Request
Pick out each line of the listing below that contains the string "tree" and copy those lines.
— Start of Exercise input —
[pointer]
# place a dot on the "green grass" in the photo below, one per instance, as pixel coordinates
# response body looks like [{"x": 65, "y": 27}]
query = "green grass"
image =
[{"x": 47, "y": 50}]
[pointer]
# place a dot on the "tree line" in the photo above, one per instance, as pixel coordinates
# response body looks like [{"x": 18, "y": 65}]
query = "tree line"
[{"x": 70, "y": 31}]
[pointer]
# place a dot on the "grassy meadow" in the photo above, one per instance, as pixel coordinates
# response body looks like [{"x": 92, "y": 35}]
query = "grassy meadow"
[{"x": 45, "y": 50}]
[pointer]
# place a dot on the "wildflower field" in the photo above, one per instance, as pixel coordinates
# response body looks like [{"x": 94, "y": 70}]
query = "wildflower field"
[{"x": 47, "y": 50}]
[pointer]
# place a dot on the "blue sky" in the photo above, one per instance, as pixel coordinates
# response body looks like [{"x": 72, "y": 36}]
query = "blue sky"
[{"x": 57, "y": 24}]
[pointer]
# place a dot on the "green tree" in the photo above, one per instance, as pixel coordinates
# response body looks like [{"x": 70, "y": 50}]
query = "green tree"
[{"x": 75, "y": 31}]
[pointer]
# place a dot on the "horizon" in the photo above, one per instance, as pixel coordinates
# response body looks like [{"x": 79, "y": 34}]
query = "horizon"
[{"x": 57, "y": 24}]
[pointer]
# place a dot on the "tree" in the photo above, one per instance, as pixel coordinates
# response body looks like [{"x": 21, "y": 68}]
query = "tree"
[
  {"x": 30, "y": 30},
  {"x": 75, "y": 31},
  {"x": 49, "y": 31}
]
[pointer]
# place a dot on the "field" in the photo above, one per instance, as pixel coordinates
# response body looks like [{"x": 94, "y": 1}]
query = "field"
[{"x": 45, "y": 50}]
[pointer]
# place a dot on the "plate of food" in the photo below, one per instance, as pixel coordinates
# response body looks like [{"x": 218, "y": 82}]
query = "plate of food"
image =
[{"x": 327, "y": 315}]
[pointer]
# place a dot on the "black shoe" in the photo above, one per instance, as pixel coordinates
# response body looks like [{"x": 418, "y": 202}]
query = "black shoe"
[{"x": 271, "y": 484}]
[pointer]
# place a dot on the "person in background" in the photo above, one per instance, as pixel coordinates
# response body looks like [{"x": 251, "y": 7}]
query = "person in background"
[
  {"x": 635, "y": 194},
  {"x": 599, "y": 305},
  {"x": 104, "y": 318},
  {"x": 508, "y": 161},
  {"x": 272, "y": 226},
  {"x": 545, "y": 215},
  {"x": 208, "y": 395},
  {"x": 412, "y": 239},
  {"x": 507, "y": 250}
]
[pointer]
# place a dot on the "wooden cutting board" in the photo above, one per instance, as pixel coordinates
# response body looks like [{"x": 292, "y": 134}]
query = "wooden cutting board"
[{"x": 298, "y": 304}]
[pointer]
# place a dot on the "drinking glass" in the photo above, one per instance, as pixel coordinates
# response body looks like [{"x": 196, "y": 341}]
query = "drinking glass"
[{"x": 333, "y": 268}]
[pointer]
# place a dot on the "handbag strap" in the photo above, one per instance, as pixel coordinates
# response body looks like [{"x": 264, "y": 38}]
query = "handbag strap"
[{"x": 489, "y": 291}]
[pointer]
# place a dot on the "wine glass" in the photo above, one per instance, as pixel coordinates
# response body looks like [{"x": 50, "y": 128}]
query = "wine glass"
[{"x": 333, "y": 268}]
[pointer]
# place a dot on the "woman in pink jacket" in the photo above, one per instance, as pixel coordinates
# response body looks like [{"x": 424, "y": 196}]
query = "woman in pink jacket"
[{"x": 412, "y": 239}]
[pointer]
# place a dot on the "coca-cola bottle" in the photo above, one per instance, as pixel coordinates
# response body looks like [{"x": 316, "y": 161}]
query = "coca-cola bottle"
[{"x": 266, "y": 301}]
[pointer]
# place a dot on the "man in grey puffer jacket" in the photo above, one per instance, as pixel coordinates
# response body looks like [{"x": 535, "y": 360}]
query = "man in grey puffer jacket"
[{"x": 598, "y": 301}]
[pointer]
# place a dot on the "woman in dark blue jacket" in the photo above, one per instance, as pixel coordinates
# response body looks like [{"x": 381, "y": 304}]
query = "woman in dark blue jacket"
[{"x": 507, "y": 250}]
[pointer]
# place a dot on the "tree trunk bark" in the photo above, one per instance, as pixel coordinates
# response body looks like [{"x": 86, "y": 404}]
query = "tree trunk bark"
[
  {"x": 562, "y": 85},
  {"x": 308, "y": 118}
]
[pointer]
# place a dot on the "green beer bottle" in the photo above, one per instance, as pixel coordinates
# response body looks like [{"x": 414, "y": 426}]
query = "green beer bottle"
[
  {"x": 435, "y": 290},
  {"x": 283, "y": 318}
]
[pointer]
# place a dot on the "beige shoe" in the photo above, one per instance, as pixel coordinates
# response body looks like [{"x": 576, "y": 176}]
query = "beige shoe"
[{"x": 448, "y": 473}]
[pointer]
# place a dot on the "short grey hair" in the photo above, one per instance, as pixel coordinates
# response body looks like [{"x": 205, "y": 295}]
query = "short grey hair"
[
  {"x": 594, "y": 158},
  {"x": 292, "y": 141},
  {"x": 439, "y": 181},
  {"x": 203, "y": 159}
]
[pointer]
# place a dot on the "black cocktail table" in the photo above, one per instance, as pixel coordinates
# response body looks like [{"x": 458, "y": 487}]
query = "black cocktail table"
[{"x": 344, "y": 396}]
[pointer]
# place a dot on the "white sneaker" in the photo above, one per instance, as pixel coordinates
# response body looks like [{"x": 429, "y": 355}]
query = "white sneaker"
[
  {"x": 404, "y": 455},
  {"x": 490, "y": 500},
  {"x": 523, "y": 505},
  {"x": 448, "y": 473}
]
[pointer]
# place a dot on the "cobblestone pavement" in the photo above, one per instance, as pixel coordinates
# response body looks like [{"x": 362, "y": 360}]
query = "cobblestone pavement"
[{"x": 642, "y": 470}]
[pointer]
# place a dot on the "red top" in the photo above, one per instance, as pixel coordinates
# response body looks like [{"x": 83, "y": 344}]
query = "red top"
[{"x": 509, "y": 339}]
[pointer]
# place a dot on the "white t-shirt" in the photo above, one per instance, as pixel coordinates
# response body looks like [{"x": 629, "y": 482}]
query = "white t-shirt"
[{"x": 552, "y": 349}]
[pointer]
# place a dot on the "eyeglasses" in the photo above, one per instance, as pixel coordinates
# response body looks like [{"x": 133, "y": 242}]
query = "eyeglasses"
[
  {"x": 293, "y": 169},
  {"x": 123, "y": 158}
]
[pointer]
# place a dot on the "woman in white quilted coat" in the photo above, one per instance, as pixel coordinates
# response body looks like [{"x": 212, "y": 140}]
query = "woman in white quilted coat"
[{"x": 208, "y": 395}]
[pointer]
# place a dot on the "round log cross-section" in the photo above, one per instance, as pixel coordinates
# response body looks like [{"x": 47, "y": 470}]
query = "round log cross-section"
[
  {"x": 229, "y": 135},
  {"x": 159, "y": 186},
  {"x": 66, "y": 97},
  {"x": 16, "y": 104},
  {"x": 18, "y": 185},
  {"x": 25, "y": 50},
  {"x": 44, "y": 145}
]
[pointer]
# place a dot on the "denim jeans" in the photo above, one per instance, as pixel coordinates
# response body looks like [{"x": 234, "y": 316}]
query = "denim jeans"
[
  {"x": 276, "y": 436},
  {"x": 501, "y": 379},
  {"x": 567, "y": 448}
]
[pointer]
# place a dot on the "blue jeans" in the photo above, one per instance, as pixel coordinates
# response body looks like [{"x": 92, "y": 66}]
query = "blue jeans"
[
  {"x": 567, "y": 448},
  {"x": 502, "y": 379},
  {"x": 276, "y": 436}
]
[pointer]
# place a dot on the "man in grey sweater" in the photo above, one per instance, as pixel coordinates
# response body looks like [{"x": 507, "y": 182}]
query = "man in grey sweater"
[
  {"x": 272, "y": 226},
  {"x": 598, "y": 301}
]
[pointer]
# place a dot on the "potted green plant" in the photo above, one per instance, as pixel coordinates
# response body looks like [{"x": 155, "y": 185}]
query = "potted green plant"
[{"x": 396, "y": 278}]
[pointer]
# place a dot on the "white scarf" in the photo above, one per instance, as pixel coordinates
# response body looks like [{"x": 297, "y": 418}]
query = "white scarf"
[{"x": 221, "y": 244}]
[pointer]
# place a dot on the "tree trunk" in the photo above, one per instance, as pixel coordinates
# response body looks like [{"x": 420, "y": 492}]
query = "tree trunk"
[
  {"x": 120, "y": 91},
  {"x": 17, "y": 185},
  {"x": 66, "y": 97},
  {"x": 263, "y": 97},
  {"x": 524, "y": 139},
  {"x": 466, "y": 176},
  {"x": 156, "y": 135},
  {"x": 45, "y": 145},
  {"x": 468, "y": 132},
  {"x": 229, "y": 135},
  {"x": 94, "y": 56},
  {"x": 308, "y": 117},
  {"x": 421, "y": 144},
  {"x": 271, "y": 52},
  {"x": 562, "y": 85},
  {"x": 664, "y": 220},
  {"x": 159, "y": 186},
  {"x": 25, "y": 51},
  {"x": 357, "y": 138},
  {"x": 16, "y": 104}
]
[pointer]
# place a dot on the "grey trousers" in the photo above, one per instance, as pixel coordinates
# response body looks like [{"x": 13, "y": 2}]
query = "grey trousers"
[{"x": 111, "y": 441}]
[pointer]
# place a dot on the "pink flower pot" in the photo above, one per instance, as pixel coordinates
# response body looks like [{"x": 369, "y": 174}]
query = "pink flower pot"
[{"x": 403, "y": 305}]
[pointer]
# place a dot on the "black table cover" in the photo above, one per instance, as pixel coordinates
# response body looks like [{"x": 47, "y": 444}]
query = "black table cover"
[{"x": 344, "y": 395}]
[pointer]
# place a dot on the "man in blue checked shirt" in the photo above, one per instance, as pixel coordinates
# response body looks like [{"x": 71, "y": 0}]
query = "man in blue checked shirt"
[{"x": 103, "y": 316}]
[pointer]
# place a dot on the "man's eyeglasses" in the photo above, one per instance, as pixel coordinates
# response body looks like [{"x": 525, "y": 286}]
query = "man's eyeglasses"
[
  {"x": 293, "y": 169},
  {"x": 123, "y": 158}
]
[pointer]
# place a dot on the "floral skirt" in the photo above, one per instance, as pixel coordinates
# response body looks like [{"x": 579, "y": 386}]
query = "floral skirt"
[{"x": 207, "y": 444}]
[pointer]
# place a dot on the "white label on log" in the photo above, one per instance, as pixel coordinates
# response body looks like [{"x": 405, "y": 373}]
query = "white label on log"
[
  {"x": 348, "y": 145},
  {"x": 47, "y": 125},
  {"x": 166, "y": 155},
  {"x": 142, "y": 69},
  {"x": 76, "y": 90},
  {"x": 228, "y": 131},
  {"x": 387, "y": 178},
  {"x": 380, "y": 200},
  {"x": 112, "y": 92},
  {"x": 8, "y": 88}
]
— End of Exercise input —
Response
# place a dot on the "tree line" in the photo above, one per instance, as pixel coordinates
query = "tree line"
# place a dot on the "green tree" in the photo above, one per instance, as pixel coordinates
query = "green tree"
# place a dot on the "tree" in the photo above, one per instance, as pixel coordinates
query = "tree"
# place a dot on the "tree trunk bark" in the photo above, one per instance, as pixel coordinates
query = "tree trunk bark"
# place a dot on the "tree trunk" in the photo above, one per instance, as pixel coordinates
query = "tree trunk"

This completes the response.